#### Stored rows:
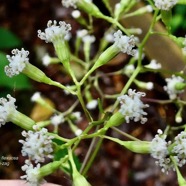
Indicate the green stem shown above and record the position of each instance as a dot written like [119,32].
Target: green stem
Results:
[79,95]
[93,142]
[125,134]
[89,163]
[129,82]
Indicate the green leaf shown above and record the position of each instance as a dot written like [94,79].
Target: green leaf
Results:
[8,39]
[18,82]
[166,18]
[61,153]
[182,2]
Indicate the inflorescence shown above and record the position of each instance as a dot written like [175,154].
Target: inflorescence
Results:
[132,106]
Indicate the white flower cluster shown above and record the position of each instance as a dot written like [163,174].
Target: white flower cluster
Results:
[171,86]
[6,108]
[32,174]
[125,43]
[132,107]
[165,4]
[160,152]
[54,33]
[37,145]
[69,3]
[18,61]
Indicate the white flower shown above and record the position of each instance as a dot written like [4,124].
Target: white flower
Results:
[88,39]
[129,69]
[69,3]
[6,108]
[171,86]
[180,148]
[54,33]
[132,107]
[32,174]
[78,132]
[159,151]
[18,61]
[92,104]
[108,36]
[57,119]
[81,33]
[77,116]
[184,44]
[165,4]
[76,14]
[46,60]
[125,43]
[37,145]
[153,65]
[159,146]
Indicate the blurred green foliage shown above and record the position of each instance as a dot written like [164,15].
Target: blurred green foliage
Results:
[8,40]
[178,19]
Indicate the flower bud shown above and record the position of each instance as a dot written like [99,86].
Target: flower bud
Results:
[115,120]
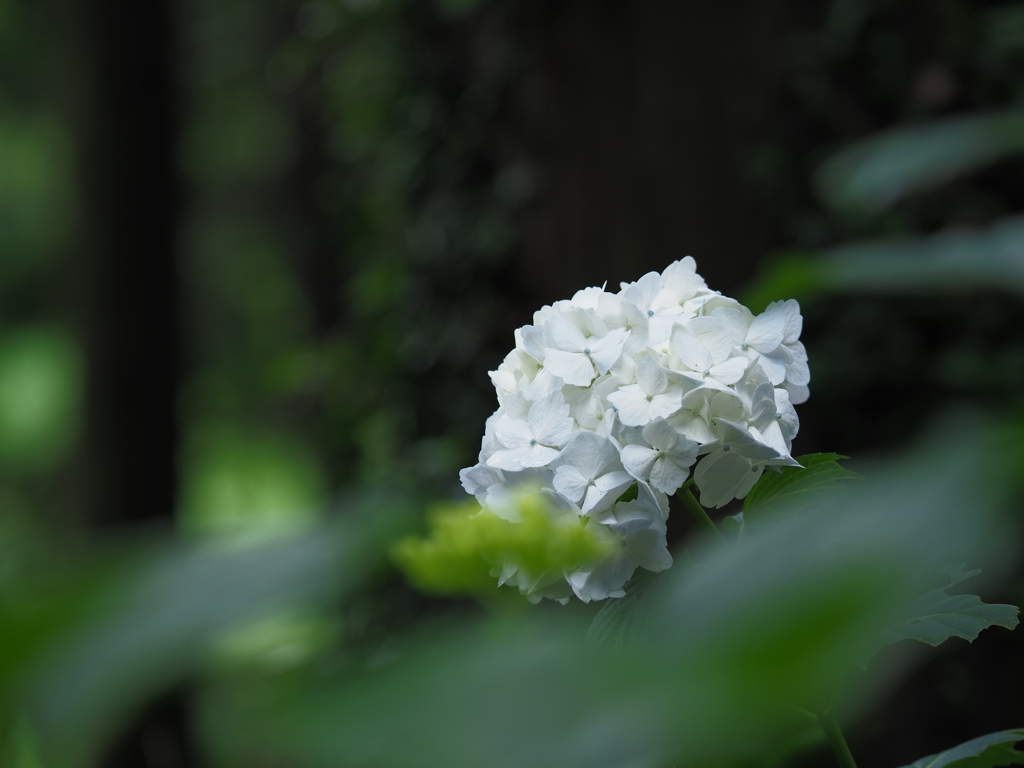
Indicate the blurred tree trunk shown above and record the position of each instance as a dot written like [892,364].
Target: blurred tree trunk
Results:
[121,59]
[127,292]
[638,119]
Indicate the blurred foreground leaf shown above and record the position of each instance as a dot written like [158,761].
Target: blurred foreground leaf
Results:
[879,171]
[728,650]
[153,619]
[984,752]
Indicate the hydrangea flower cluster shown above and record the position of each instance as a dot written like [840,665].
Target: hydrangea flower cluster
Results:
[608,400]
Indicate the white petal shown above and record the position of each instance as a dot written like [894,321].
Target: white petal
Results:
[767,330]
[512,433]
[605,350]
[522,458]
[651,377]
[591,454]
[632,404]
[550,421]
[731,371]
[638,459]
[605,492]
[570,483]
[667,476]
[719,476]
[565,336]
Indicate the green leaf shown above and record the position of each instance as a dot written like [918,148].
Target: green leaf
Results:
[795,488]
[937,615]
[616,620]
[885,168]
[984,752]
[960,260]
[157,616]
[756,630]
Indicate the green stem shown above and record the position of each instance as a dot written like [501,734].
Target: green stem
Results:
[699,514]
[837,740]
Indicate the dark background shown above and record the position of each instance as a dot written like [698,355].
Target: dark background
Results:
[256,255]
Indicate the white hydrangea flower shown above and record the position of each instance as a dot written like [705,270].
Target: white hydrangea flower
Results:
[609,399]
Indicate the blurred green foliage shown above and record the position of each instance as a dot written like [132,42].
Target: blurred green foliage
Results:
[352,220]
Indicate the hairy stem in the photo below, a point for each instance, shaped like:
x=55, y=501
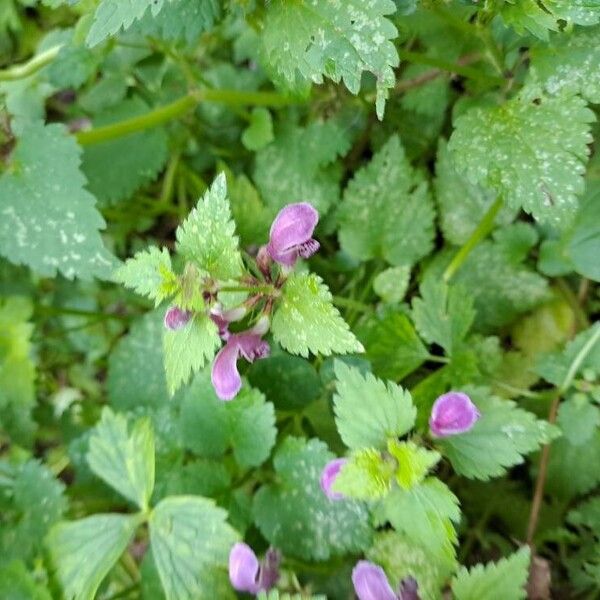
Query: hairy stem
x=484, y=227
x=30, y=67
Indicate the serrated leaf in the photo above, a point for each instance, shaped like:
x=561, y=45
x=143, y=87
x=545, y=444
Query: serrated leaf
x=368, y=411
x=149, y=273
x=414, y=462
x=207, y=236
x=84, y=551
x=504, y=580
x=386, y=211
x=366, y=476
x=304, y=41
x=49, y=221
x=443, y=314
x=531, y=151
x=295, y=515
x=392, y=345
x=115, y=169
x=425, y=515
x=123, y=459
x=306, y=320
x=111, y=16
x=296, y=165
x=500, y=438
x=17, y=370
x=190, y=541
x=188, y=349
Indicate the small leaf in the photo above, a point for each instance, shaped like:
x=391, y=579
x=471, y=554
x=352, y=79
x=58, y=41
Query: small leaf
x=124, y=460
x=368, y=411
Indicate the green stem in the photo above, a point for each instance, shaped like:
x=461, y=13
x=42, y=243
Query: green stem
x=178, y=108
x=424, y=59
x=484, y=227
x=31, y=66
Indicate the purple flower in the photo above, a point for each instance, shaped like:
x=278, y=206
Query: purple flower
x=225, y=377
x=452, y=413
x=291, y=234
x=371, y=583
x=176, y=318
x=247, y=574
x=328, y=476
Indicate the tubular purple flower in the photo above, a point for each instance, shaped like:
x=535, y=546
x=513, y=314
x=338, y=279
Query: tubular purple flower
x=249, y=575
x=291, y=234
x=328, y=476
x=249, y=345
x=176, y=318
x=452, y=413
x=371, y=583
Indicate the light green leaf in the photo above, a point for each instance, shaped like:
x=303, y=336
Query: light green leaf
x=149, y=273
x=531, y=151
x=49, y=222
x=366, y=476
x=504, y=580
x=444, y=314
x=115, y=169
x=302, y=42
x=392, y=345
x=124, y=460
x=296, y=165
x=368, y=411
x=424, y=515
x=500, y=438
x=386, y=211
x=190, y=541
x=17, y=370
x=113, y=15
x=414, y=462
x=306, y=320
x=295, y=515
x=188, y=349
x=207, y=236
x=259, y=132
x=84, y=551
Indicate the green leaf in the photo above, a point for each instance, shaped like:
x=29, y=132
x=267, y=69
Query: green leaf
x=115, y=169
x=259, y=132
x=303, y=42
x=49, y=221
x=84, y=551
x=149, y=274
x=210, y=426
x=387, y=211
x=499, y=439
x=424, y=515
x=444, y=314
x=504, y=580
x=187, y=350
x=368, y=411
x=296, y=165
x=568, y=64
x=207, y=236
x=414, y=462
x=190, y=541
x=392, y=345
x=34, y=502
x=17, y=370
x=531, y=151
x=306, y=320
x=124, y=460
x=366, y=476
x=294, y=514
x=113, y=15
x=461, y=205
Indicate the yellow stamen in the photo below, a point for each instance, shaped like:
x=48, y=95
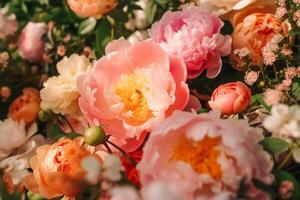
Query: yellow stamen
x=201, y=155
x=131, y=88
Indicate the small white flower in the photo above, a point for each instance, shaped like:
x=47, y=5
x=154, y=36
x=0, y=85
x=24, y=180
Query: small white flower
x=16, y=165
x=137, y=36
x=112, y=168
x=284, y=122
x=60, y=93
x=13, y=135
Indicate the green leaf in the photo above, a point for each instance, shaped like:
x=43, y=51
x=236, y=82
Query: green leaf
x=296, y=88
x=87, y=25
x=151, y=10
x=103, y=35
x=285, y=176
x=55, y=132
x=119, y=15
x=274, y=145
x=264, y=187
x=258, y=99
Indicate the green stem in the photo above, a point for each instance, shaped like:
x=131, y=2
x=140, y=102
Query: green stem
x=263, y=73
x=286, y=159
x=108, y=148
x=129, y=158
x=68, y=123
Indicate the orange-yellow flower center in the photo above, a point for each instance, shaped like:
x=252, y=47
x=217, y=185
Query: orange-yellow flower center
x=200, y=155
x=131, y=88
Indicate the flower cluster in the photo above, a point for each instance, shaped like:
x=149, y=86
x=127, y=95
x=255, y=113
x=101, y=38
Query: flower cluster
x=148, y=99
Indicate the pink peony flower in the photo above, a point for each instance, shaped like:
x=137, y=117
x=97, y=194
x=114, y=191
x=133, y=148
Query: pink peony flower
x=251, y=77
x=30, y=43
x=196, y=156
x=231, y=98
x=273, y=97
x=8, y=24
x=194, y=35
x=132, y=89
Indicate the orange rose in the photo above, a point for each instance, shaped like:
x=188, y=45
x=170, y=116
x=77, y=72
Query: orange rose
x=254, y=32
x=231, y=98
x=57, y=169
x=259, y=7
x=26, y=106
x=92, y=8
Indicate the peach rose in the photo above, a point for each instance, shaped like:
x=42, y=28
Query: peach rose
x=26, y=106
x=132, y=89
x=57, y=169
x=92, y=8
x=254, y=32
x=226, y=7
x=231, y=98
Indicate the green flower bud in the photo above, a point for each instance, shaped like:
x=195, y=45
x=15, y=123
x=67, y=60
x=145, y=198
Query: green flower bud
x=94, y=136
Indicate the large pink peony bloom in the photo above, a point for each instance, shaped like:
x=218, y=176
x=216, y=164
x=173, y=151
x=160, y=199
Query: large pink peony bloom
x=203, y=156
x=194, y=35
x=30, y=43
x=132, y=89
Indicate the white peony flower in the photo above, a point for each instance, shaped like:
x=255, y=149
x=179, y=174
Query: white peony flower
x=13, y=135
x=140, y=20
x=112, y=167
x=60, y=93
x=284, y=122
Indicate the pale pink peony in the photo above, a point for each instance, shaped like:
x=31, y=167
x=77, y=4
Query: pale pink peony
x=273, y=97
x=8, y=24
x=203, y=156
x=30, y=43
x=251, y=77
x=132, y=89
x=194, y=35
x=231, y=98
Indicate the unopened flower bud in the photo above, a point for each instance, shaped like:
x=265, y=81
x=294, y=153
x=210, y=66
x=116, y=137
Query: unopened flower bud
x=94, y=136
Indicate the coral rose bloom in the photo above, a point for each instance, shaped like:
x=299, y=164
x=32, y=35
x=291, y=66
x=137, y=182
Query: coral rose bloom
x=92, y=8
x=254, y=32
x=132, y=89
x=231, y=98
x=57, y=169
x=26, y=106
x=203, y=156
x=194, y=35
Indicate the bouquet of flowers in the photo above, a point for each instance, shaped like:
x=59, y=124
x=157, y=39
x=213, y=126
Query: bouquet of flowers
x=149, y=99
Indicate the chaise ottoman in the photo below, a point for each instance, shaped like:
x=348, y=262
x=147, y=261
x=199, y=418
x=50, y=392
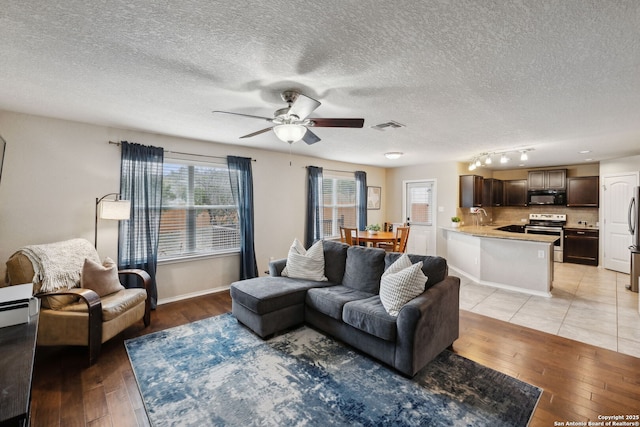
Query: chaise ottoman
x=268, y=305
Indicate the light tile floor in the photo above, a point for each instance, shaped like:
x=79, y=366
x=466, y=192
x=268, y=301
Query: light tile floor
x=589, y=304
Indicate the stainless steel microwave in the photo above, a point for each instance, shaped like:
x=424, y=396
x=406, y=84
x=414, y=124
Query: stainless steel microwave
x=547, y=197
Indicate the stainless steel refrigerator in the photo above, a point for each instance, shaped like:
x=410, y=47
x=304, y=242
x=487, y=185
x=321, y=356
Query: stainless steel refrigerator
x=634, y=229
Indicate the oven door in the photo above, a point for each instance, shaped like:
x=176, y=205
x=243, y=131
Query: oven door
x=558, y=245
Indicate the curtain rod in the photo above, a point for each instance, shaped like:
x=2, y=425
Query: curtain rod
x=330, y=170
x=186, y=154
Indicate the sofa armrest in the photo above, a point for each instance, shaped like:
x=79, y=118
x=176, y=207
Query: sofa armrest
x=428, y=324
x=145, y=278
x=276, y=267
x=94, y=310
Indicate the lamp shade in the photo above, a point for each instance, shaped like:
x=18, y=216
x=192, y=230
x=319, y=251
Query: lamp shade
x=114, y=209
x=290, y=132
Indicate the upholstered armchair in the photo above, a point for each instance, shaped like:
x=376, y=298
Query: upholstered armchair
x=82, y=300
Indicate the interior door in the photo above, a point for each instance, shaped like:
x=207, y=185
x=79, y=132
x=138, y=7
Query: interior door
x=617, y=192
x=419, y=199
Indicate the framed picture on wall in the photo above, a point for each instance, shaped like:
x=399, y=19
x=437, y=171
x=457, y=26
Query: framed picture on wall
x=2, y=146
x=373, y=197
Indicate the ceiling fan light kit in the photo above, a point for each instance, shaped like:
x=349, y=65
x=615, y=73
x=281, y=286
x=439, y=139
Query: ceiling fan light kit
x=290, y=132
x=291, y=124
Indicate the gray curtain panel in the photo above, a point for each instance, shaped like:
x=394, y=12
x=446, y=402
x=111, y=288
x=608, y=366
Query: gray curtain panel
x=241, y=179
x=313, y=226
x=141, y=183
x=361, y=186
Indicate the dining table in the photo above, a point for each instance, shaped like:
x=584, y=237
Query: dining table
x=377, y=237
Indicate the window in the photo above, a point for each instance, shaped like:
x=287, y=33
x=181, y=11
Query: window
x=199, y=216
x=339, y=203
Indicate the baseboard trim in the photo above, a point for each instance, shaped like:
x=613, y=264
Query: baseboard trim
x=192, y=295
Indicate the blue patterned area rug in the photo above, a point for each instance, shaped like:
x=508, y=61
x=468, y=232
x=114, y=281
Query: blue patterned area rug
x=215, y=372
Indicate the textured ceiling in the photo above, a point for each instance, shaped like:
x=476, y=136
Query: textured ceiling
x=465, y=77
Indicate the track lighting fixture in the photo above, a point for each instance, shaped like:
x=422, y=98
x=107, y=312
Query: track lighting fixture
x=486, y=158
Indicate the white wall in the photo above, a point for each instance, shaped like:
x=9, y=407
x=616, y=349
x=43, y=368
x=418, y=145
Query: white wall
x=55, y=169
x=623, y=164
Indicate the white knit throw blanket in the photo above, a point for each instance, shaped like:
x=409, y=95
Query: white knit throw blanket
x=58, y=265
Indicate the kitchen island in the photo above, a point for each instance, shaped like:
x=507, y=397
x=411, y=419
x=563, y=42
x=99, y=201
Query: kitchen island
x=514, y=261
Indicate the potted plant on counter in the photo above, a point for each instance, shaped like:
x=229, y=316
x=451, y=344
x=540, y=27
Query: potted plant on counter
x=372, y=228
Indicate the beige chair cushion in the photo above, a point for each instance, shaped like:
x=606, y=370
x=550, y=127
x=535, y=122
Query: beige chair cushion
x=113, y=305
x=102, y=279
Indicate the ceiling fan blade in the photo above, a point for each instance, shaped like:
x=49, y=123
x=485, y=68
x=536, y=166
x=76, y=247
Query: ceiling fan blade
x=337, y=123
x=244, y=115
x=303, y=106
x=256, y=133
x=310, y=137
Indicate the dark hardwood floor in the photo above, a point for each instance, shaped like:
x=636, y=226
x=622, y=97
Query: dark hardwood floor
x=580, y=381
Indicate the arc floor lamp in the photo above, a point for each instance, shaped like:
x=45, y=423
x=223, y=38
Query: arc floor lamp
x=115, y=209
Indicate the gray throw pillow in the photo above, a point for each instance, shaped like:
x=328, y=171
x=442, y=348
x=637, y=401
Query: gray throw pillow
x=364, y=268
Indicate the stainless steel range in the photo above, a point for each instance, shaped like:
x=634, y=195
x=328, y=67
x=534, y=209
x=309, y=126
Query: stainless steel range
x=549, y=225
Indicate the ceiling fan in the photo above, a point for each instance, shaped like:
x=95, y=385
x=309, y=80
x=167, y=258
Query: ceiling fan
x=292, y=123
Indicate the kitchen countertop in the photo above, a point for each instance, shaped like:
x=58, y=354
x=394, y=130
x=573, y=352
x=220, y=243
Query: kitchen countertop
x=581, y=227
x=491, y=231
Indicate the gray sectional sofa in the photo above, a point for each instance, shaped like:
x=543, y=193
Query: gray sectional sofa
x=348, y=306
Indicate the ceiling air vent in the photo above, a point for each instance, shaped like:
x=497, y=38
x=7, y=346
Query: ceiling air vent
x=390, y=125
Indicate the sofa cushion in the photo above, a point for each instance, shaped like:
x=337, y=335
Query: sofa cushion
x=364, y=268
x=266, y=294
x=434, y=267
x=305, y=264
x=401, y=283
x=370, y=316
x=331, y=300
x=335, y=260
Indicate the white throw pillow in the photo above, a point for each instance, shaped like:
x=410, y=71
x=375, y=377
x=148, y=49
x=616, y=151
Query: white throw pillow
x=400, y=284
x=102, y=279
x=305, y=264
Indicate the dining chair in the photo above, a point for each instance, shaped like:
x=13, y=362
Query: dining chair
x=349, y=236
x=399, y=243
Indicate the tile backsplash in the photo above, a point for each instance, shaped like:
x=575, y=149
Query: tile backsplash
x=520, y=215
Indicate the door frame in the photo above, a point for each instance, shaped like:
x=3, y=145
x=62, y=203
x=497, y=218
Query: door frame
x=602, y=210
x=433, y=238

#### What is being asked:
Rewrite the part of the records above that opens with the line containing "Indicate the upholstered" and closes with the line containing "x=82, y=300" as a numbered list, leaving out any blank lines.

#### Solution to the exercise:
1. Indicate the upholstered armchair in the photo above, a point for each instance, shaped like:
2. x=376, y=298
3. Query: upholstered armchair
4. x=82, y=300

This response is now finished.